• _DOCUMENT EXCERPT_
((

In San Romao da Ratorta, I expected to see a bar on the main road. Instead, I saw a church, and someone had spray painted "via Romana" on the sidewalk with an arrow pointing behind the church.


I was confused, because I thought the via Romana route option came after the town. I decided to follow the arrows to see where they would lead. There was a bar right behind the church. I went in and asked about the albergue, and the owner pointed me down the road "a few hundred metres." Since my notes said the albergue was "800 m past the bar," I figured this was the bar. I headed down the road, and sure enough, about 800 m later, the forest opened to a clearing with two buildings and a load of happy-looking pilgrims lounging around outside.


Ours was the largest albergue, O Candido. It included hotel-like private rooms in different configurations. The other albergue was small and set up in bunks, with a small communal kitchen in the centre. It had neat traditional wooden beam ceilings.

I recognized an English-speaking couple from our hotel in Lugo, and said hello. They were having supper at 5 pm: large tuna Nicoise salads. They invited me to sit with them and bought me a beer.

The man, Peter, had made an intention to only meet similar spirits on their journey. They had in fact, just begun their Camino in Lugo, and I was the first person they met!  We talked, and discovered we were going through similar issues: taking a sabbatical to reevaluate our paths. Besides that, we actually had a lot in common. :)

As Cathleen was aiming to arrive sometime after 6 pm, we all eventually wandered back to the bar near the church to watch for her. We were joined by an Englishman who was eager to chat with other English-speaking people. Compared to the rest of us, he sure did enjoy chatting!  ;)


Peter bought a round of drinks, ice creams, and chocolate for everyone. I shared my cheese.

At 8 pm, the Irish woman, Oonagh, asked if we should be concerned that Cathleen had not yet arrived. Knowing that Cat might stop to rest for a couple hours, like she did in Grandas, I said, "not yet..." and just then, Cat walked up.

I bought her a celebration beer. She looked ebullient.

))

(Items from a data source)
((

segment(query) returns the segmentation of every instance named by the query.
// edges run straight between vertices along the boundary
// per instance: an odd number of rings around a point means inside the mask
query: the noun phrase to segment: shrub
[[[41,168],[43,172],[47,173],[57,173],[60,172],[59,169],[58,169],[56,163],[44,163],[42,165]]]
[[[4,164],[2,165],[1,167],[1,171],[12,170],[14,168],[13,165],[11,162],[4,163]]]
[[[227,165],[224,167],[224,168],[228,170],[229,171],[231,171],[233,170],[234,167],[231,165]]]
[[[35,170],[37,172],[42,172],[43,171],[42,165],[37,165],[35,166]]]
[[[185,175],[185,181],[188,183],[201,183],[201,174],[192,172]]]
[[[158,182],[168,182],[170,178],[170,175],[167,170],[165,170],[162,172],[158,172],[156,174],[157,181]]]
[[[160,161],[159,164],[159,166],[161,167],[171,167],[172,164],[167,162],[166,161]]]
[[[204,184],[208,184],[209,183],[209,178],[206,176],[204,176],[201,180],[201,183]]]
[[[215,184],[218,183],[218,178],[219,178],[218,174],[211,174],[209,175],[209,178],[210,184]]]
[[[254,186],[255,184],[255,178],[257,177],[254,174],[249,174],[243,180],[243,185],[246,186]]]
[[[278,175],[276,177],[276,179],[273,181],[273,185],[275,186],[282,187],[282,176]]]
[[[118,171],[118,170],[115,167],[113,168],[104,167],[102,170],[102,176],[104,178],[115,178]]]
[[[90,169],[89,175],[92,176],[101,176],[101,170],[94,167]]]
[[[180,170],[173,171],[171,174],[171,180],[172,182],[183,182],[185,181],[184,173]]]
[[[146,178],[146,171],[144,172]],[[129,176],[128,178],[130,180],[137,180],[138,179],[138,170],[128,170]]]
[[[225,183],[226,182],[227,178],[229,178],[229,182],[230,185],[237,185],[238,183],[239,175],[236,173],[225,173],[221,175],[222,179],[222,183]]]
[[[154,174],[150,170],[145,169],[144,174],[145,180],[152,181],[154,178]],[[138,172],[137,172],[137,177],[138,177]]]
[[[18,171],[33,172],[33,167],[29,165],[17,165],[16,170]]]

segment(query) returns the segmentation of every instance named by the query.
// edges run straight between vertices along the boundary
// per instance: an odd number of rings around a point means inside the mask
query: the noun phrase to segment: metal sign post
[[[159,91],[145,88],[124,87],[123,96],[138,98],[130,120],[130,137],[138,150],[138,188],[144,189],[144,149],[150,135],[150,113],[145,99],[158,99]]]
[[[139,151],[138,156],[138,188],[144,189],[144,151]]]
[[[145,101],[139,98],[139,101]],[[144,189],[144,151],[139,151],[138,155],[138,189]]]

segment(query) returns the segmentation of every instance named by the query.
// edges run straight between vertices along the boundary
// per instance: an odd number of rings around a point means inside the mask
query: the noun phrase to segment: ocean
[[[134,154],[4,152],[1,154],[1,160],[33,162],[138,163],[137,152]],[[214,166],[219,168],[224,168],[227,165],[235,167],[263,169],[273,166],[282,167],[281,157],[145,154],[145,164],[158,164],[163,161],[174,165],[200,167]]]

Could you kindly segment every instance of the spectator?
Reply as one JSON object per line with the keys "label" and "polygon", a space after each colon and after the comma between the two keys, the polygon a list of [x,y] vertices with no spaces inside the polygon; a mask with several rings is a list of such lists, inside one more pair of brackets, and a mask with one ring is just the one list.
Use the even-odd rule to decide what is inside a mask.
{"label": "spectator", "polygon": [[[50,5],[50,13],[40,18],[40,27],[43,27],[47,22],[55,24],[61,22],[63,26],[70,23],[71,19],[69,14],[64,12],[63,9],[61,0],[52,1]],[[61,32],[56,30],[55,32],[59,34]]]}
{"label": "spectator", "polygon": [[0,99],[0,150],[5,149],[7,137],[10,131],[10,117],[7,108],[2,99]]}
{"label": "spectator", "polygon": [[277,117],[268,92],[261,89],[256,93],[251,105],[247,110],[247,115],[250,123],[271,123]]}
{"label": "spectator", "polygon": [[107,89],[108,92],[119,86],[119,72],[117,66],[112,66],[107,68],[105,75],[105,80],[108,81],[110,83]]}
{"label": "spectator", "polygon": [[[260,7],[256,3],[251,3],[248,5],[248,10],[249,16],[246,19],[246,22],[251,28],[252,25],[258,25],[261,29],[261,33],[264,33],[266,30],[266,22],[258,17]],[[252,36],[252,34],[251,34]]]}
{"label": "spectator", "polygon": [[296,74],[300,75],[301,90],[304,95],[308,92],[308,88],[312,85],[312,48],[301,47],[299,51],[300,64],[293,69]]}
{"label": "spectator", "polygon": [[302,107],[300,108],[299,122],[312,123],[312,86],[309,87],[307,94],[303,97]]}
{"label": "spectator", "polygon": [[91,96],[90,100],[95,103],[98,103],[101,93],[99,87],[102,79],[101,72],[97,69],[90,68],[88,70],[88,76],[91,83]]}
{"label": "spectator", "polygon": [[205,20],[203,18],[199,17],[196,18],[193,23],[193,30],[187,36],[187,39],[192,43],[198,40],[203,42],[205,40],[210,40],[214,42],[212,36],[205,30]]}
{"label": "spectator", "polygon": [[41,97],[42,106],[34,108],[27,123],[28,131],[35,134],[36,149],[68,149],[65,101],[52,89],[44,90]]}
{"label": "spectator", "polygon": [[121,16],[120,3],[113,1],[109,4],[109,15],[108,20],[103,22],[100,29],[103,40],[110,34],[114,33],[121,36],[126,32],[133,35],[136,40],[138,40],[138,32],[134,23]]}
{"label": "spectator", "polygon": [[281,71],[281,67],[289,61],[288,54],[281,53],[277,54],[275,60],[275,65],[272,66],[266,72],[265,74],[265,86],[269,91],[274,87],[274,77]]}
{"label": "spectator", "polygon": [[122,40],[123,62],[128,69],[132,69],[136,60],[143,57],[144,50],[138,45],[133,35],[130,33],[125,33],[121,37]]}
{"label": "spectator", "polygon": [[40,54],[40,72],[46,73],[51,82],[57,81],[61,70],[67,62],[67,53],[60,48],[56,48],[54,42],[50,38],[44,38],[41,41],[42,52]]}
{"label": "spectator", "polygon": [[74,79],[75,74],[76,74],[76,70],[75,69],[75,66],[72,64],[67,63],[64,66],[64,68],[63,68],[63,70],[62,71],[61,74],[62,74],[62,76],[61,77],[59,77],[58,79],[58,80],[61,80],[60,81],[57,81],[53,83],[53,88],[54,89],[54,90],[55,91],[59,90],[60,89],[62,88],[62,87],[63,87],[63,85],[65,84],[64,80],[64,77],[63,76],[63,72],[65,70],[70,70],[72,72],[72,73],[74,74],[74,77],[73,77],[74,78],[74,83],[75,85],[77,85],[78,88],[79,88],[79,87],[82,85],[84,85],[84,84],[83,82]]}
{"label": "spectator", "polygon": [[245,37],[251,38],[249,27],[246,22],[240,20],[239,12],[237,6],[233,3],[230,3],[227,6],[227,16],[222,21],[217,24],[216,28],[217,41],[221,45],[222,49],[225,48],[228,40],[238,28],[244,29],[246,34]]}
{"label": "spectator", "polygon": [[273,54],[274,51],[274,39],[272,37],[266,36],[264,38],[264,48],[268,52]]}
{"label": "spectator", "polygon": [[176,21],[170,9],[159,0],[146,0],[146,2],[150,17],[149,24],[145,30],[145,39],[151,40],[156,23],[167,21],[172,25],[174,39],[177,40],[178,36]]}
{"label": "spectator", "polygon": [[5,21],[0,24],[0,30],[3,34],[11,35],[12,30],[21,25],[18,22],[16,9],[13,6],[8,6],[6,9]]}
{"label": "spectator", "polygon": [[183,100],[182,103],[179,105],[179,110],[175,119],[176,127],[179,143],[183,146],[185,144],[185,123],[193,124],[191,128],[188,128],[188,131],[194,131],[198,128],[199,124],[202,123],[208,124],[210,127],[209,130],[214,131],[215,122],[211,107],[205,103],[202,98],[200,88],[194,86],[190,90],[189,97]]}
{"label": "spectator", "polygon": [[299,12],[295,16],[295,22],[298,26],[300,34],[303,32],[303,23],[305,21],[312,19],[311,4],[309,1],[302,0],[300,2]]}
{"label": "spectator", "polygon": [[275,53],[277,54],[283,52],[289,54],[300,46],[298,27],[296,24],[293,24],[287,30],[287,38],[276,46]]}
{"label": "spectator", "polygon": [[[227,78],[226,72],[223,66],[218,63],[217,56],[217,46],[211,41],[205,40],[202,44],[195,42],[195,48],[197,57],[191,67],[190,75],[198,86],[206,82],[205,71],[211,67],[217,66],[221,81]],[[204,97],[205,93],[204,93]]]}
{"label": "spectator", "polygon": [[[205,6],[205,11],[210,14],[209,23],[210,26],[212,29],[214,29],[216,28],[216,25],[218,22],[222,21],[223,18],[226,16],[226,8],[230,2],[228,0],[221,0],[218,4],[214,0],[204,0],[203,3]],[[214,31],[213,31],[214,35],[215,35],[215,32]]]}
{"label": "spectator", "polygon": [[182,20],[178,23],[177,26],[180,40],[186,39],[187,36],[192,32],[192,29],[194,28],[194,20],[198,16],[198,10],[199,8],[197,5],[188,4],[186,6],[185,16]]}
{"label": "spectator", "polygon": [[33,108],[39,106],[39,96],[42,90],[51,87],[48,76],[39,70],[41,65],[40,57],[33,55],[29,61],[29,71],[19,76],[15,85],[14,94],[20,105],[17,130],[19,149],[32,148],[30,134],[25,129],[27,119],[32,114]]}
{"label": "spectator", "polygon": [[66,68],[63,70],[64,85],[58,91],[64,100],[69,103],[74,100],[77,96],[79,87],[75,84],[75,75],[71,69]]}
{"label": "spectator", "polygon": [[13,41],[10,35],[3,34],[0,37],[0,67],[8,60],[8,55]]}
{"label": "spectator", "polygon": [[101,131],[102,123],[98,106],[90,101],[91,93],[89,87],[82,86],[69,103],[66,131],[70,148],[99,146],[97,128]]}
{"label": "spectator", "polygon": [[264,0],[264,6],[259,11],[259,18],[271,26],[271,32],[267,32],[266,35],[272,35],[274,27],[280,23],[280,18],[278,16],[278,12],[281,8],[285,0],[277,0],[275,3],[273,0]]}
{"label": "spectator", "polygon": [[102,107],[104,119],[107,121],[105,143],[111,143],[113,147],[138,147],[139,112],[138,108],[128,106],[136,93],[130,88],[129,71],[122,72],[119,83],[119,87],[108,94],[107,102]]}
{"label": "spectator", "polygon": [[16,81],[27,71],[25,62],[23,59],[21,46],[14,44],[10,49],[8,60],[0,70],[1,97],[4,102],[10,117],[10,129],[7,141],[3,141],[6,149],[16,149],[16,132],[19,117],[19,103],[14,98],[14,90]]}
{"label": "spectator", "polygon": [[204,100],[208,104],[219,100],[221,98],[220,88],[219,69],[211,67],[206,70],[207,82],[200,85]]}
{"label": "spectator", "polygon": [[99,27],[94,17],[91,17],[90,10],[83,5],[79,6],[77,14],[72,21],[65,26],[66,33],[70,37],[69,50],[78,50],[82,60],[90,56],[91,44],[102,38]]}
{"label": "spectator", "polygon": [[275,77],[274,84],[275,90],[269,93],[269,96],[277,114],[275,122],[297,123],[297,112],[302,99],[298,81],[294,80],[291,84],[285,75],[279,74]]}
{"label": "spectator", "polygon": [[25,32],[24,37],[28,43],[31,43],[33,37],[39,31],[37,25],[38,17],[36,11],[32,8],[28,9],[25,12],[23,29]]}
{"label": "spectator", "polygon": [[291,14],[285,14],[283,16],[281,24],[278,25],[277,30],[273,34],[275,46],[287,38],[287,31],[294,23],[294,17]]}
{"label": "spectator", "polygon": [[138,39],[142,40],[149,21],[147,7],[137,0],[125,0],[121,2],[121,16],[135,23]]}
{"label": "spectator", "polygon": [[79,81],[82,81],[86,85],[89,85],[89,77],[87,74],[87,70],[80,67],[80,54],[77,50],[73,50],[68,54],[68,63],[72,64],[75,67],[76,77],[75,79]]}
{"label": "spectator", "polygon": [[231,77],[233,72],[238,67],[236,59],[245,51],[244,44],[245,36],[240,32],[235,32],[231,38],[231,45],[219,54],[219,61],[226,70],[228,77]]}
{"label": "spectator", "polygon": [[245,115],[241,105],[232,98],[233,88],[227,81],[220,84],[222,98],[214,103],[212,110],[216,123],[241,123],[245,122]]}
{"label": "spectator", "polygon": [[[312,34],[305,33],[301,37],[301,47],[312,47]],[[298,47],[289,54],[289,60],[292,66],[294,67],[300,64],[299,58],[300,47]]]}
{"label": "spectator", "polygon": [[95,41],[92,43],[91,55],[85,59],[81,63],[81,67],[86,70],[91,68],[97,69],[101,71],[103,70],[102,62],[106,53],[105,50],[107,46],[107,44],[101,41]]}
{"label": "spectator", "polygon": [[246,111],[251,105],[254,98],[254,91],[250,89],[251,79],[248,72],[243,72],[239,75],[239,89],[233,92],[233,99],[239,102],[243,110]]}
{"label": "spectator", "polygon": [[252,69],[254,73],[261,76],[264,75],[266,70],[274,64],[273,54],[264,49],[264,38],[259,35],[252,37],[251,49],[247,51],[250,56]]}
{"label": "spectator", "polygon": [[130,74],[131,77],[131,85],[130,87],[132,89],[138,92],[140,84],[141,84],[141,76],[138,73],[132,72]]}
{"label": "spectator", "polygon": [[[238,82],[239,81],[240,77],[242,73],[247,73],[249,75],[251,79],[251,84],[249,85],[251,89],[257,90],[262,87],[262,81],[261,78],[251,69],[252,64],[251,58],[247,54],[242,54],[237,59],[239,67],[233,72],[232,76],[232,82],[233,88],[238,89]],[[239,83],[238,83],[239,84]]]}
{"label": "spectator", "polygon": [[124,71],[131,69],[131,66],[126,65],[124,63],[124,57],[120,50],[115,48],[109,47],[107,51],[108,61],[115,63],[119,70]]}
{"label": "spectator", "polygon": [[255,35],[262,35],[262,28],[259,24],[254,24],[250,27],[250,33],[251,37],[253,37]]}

))

• _TASK DESCRIPTION_
Answer these questions using the Camino travel account:
(a) What had someone spray painted on the sidewalk in San Romao da Ratorta?
(b) What were the English-speaking couple eating for supper at 5 pm?
(c) At what time did Oonagh ask whether they should be concerned about Cathleen?
The entries are separate material and have no connection to the Camino travel account.

• _COMPLETED EXERCISE_
(a) "via Romana," with an arrow pointing behind the church
(b) Large tuna Nicoise salads
(c) 8 pm